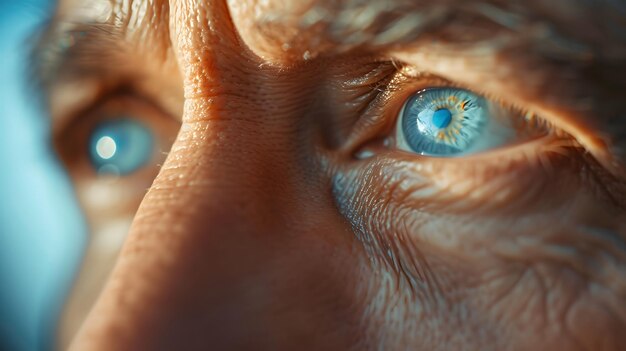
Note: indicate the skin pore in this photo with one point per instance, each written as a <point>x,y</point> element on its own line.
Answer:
<point>278,211</point>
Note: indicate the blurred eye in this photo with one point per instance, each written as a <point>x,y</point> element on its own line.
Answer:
<point>445,122</point>
<point>122,136</point>
<point>120,146</point>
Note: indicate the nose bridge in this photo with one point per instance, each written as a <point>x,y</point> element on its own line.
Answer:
<point>231,244</point>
+===+
What the task requires
Rewrite all of the records above with every "indicate" changed to "mark" and nothing else altered, leaving out the pictures.

Written reply
Note: mark the skin pore in this photo with one point per instance, each written as a <point>x,y</point> element on its own line.
Answer:
<point>278,211</point>
Note: mark the blurred eye in this photo with one point per instance, each written as a <point>x,y</point> element on its own line.
Answer:
<point>445,122</point>
<point>122,136</point>
<point>120,146</point>
Note: mark the nose bridge in this photo with one point per instance, each written as a <point>x,y</point> element on its own line.
Answer:
<point>231,244</point>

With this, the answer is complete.